* _Exercise input_:
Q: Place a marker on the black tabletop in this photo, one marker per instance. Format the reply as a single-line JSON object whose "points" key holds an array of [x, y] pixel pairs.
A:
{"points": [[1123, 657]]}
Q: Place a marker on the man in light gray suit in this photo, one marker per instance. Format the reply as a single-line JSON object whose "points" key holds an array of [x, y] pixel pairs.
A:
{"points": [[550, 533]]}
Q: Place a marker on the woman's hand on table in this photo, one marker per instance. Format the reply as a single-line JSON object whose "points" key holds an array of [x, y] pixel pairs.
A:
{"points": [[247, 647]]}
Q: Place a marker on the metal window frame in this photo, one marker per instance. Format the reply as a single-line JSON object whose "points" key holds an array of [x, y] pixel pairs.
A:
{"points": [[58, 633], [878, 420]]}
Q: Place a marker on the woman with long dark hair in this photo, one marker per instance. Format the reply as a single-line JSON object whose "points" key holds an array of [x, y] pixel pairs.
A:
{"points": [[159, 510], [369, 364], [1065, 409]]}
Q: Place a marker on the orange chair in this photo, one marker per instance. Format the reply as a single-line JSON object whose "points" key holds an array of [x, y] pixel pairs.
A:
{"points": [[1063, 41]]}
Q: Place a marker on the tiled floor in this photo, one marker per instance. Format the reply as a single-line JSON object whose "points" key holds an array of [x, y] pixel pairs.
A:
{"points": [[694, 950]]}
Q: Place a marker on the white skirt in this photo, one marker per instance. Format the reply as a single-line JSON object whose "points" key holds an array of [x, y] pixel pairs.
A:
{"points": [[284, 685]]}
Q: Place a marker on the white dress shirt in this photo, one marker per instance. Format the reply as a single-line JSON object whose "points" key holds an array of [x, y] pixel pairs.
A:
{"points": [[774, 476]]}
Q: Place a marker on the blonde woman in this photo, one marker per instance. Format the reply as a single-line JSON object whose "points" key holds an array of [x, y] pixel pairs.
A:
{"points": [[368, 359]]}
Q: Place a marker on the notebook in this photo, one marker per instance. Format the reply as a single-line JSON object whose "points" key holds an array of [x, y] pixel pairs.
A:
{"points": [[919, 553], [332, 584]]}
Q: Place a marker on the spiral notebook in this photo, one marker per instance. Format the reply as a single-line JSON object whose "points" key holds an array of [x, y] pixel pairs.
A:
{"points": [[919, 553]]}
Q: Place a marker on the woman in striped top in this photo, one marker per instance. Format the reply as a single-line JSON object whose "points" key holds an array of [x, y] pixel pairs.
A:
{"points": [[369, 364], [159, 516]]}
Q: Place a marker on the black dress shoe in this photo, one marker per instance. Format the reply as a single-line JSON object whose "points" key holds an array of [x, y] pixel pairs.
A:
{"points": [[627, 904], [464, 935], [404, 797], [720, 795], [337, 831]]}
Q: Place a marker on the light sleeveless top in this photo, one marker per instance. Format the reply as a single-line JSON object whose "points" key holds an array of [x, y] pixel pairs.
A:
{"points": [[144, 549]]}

* _Task goal_:
Every entry above needs to be quoted exactly.

* _Task solution_:
Q: Place a marker on the black tabletop in this photo, one marker per instance. Format the reply as a single-line JSON object whose "points" key holds an array of [x, y] pixel pairs.
A:
{"points": [[1123, 657]]}
Q: Place a marker on the man in light gray suit in this photo, one marker per instance. Format the reply as a single-line JSON object whose "points" key holds an array of [x, y] pixel pairs.
A:
{"points": [[550, 533]]}
Q: Place a marker on the woman's hand on table in this photo, one marker per instance. Format the reply as a single-line JSON object whose "points" key holds an array of [x, y] pixel pairs.
A:
{"points": [[247, 647]]}
Q: Place a marker on the metal window frame in this photo, one marker per instance. Format the reply as a single-line JSON object whose "points" key holds an array of [x, y] pixel pairs.
A:
{"points": [[58, 633], [878, 420]]}
Q: Place a marker on the woman with long dark hair in this photo, one marker per instance. Format the reply as a single-line JSON object whose "points" key holds an array of [x, y] pixel pairs.
A:
{"points": [[159, 510], [369, 364], [1065, 409]]}
Q: Place a marker on the orange chair in this photo, one marker per instance. Format the reply as a single-line JSON object whose "points" key holds an array of [x, y] pixel pairs.
A:
{"points": [[1063, 41]]}
Q: Place a marker on the tiled floor in this photo, one marker per instance. Format the reply as a single-line JSON object whose "points" key holds an array of [x, y] pixel pairs.
A:
{"points": [[694, 950]]}
Q: Place a marker on the white skirt in this photo, one marker per instance. Format the reply as a single-line JSON object whose "points" key holds an array of [x, y] pixel pairs.
A:
{"points": [[284, 685]]}
Q: Place a marker on the white dress shirt in this photo, one marker per instance. Format the reply as a single-line JSON object whose "points" key holds an array of [x, y] pixel pairs.
A:
{"points": [[774, 476]]}
Q: Place a marker on the blonde woman in this photo, one marker per instance. Format the reply as a single-line JSON object whose "points" key holds an array of [x, y] pixel pairs.
A:
{"points": [[368, 359]]}
Q: Place a marker on the notebook in this photo, one marker per instance. Format the reply as a single-line JSON object whose "points" key holds an array of [x, y] pixel pairs.
A:
{"points": [[919, 553], [332, 584]]}
Q: Place a marker on the spiral notebook in this photo, one marker per instance. Format the reply as a single-line JSON object whose "points" key holds an array of [x, y] pixel pairs.
A:
{"points": [[919, 553]]}
Q: Place a marker on the woman in striped top in this photo, one marker per instance. Format the reply as a single-line JSON object whose "points" key holds an array of [x, y] pixel pairs.
A:
{"points": [[369, 364], [159, 516]]}
Q: Place a marker on the black dress shoe in this photo, one marker per instance. Format the reply as a single-line JSON object whose "points" key holds an array of [x, y] pixel pairs.
A:
{"points": [[627, 904], [464, 935], [404, 797], [720, 795], [337, 831]]}
Q: Place a marker on the light sleeveless top in this photo, one marker per instance. Format the reply as a single-line JSON object whose "points" key holds an array of [x, y] pixel pairs.
A:
{"points": [[144, 549]]}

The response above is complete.